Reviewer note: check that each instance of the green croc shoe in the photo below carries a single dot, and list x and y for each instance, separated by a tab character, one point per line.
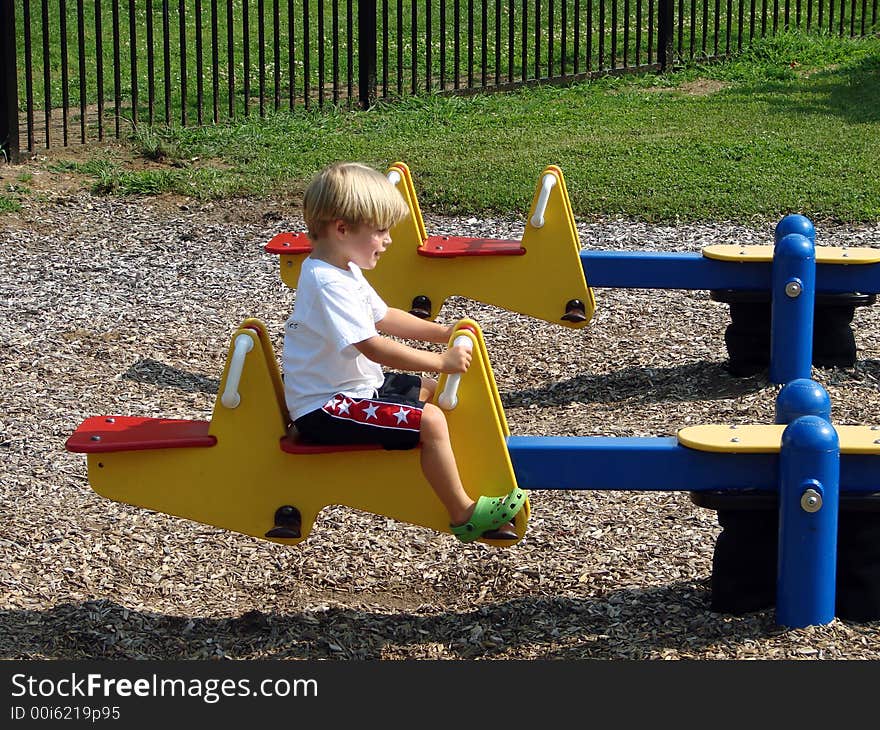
489	514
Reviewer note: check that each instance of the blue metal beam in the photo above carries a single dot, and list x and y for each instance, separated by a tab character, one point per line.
667	270
658	464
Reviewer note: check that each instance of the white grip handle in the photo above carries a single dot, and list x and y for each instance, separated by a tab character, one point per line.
547	185
243	345
449	397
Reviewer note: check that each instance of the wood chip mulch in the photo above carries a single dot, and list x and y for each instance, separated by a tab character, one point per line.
126	307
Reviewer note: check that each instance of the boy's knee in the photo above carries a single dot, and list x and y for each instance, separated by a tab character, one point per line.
429	387
433	421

Directive
Output the rows from the line containing "Reviewer note: check that each instance of the boy's" through the end of the rows, inclusive, as a two-column CSV with the headers entry_text and answer. Give one line for each row, with its text and its answer each in a single quoted field and line breaks replaced by spaces.

Final result
entry_text,answer
"Reviewer note: check that each instance of the boy's knee in the photo above carries a single dot, and list x and y for each instance, separated by a tab character, one point per line.","429	387 433	421"